**How to complete this task**
Lines that contain the string "wave" are the ones to list; copy all of them from the records.

(Point-per-instance localization data)
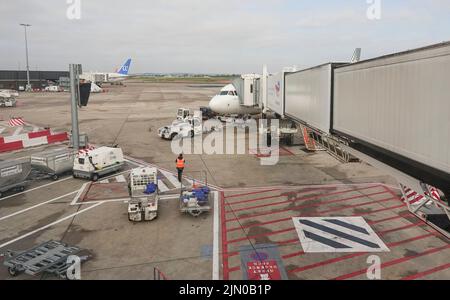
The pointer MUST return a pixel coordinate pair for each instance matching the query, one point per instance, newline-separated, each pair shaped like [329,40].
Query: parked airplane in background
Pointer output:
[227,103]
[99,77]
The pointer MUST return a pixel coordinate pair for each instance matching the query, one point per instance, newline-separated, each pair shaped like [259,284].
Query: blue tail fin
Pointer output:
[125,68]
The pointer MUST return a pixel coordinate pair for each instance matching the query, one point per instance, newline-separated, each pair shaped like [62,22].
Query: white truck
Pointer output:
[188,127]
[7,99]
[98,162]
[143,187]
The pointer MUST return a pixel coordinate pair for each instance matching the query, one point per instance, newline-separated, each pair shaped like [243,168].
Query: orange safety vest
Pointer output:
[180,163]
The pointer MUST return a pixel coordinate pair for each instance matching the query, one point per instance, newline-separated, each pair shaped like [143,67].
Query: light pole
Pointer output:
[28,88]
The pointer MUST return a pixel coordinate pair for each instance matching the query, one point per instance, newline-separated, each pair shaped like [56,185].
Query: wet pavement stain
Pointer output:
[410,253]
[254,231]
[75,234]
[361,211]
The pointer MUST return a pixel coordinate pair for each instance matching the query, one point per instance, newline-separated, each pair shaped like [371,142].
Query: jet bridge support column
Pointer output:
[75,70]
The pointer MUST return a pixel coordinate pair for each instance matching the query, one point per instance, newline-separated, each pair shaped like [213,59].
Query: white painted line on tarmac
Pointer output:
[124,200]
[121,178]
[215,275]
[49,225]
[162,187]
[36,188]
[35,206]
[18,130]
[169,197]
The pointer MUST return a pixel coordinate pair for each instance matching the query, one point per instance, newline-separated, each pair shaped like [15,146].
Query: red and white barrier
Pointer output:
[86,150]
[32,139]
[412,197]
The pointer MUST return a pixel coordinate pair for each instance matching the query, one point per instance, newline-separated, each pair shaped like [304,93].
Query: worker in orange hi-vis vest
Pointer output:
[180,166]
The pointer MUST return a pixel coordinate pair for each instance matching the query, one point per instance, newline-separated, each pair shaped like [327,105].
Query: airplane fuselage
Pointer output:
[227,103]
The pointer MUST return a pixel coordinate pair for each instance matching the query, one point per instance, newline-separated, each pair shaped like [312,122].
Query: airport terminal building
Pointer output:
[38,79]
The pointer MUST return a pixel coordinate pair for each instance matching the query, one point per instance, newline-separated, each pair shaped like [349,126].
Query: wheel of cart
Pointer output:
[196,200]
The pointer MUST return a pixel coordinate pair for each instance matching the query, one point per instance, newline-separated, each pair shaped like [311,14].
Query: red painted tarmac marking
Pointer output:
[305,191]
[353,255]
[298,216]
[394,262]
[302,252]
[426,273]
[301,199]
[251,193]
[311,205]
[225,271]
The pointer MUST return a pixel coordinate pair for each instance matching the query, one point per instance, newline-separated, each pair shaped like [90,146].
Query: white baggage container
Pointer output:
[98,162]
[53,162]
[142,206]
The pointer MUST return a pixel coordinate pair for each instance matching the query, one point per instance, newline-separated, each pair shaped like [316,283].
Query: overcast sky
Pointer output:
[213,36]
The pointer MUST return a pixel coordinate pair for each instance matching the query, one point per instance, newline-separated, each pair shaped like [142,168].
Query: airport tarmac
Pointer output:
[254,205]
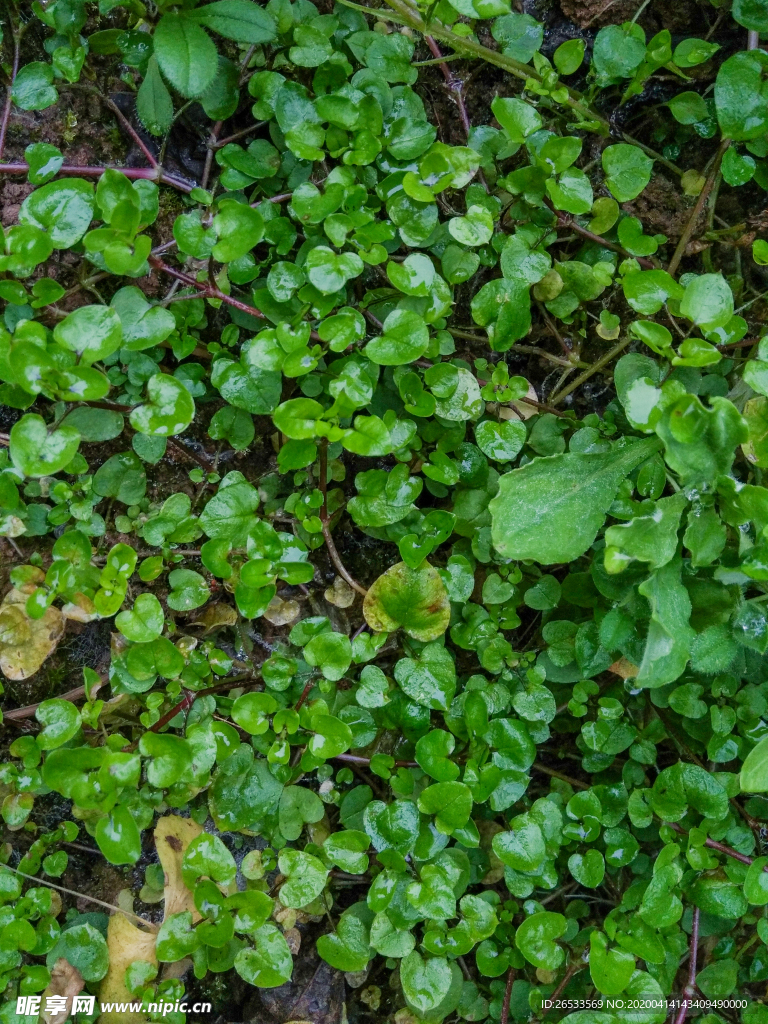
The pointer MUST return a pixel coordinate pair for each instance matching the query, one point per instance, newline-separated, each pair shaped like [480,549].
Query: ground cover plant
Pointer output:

...

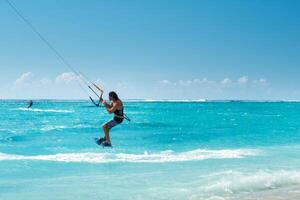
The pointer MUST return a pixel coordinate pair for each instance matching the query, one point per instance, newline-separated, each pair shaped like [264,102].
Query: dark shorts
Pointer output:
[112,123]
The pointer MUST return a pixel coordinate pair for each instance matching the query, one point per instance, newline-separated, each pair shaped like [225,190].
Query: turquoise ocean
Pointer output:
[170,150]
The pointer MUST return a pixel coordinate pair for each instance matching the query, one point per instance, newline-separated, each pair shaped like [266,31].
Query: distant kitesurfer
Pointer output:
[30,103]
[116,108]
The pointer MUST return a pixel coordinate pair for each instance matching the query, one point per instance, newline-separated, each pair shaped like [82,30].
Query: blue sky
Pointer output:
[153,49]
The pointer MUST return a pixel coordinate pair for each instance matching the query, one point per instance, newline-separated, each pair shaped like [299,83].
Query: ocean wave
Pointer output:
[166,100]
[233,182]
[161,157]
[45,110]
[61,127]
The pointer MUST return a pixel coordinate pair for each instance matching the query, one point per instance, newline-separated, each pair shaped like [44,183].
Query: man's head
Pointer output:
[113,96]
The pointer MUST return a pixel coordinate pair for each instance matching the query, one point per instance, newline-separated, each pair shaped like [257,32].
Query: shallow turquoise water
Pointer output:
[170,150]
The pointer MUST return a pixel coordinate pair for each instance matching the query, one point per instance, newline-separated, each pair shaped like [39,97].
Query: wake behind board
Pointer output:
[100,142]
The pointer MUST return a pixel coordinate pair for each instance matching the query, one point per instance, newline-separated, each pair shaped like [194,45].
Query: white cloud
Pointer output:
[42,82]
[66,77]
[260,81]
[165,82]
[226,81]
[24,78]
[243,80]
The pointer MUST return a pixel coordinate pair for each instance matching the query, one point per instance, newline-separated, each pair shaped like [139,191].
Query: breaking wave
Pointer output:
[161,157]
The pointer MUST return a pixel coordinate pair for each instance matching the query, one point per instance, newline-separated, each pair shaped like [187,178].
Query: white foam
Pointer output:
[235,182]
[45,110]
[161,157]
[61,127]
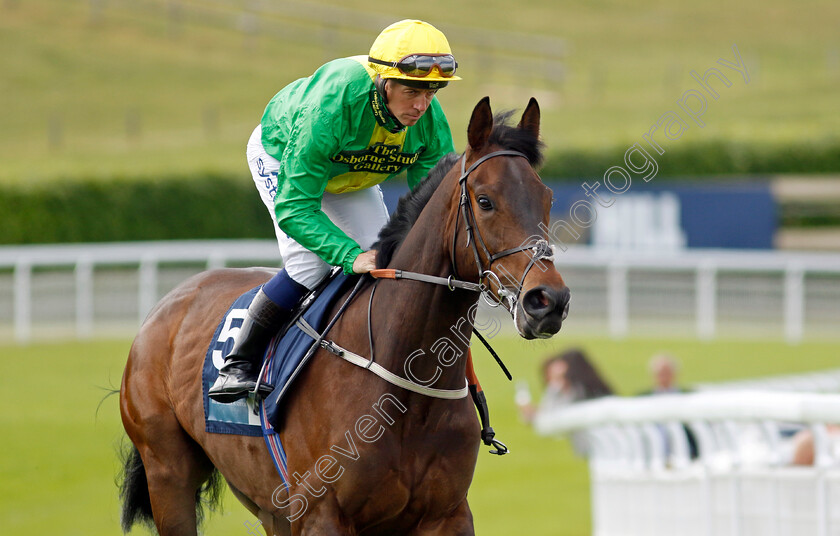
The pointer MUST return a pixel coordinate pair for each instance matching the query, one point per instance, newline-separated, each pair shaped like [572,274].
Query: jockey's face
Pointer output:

...

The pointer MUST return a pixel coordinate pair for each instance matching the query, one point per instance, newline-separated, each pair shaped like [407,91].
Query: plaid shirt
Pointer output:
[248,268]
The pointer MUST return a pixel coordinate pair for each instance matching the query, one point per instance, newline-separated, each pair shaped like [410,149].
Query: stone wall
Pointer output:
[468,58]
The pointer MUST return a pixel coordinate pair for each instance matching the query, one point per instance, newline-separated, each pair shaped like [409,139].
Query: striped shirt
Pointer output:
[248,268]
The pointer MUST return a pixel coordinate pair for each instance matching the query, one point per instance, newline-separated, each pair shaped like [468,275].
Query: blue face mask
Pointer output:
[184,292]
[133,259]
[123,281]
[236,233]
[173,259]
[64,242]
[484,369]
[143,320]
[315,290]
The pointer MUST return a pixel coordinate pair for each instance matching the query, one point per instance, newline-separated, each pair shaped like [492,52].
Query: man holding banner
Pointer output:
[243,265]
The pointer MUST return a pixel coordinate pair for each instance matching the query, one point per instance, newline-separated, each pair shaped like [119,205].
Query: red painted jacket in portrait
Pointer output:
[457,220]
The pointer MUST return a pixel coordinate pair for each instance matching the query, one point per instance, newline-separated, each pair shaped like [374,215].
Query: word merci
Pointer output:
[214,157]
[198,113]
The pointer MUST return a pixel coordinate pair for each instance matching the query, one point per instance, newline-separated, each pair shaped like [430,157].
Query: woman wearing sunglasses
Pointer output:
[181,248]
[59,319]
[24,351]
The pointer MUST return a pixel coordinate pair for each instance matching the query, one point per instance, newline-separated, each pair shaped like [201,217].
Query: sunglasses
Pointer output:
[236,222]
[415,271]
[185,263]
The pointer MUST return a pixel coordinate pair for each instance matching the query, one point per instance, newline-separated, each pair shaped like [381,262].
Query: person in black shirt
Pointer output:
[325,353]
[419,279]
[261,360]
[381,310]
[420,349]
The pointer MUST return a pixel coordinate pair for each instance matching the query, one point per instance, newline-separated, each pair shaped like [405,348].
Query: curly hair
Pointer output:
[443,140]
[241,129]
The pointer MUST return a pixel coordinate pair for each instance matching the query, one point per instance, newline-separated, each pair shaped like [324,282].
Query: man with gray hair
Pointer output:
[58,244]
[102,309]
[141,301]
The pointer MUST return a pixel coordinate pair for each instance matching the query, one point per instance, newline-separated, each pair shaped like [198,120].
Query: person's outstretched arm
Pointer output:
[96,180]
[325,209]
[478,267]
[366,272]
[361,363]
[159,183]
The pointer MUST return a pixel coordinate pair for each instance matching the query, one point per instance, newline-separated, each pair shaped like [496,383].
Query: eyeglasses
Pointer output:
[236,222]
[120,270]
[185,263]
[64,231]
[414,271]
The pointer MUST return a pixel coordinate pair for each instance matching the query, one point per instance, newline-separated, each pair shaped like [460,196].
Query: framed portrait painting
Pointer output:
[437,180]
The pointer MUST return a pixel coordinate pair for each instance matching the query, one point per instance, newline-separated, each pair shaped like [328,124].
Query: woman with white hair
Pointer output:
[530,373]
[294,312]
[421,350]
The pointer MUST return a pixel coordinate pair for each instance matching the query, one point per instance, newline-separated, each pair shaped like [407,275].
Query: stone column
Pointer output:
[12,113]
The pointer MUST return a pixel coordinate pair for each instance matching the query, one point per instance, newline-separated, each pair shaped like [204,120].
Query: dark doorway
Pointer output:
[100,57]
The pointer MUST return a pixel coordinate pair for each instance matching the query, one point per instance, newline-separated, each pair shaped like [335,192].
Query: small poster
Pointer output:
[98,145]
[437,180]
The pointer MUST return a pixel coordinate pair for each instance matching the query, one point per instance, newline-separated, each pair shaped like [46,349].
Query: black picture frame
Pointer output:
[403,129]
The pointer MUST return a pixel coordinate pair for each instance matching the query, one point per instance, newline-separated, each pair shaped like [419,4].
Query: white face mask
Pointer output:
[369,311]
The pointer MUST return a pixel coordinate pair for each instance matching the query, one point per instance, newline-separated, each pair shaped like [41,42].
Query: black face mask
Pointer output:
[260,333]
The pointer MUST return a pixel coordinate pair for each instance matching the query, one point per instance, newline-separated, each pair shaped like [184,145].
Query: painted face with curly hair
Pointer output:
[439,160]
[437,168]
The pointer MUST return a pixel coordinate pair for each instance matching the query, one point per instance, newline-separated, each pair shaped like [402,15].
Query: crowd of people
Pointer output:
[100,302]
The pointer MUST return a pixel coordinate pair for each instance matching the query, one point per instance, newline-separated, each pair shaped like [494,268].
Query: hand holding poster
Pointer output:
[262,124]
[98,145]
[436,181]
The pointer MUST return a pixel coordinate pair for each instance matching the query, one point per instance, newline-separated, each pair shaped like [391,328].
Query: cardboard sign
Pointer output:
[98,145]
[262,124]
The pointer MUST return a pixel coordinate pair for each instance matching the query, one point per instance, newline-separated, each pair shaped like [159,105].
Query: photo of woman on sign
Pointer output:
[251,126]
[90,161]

**Task solution**
Query: ocean wave
Query: breaking wave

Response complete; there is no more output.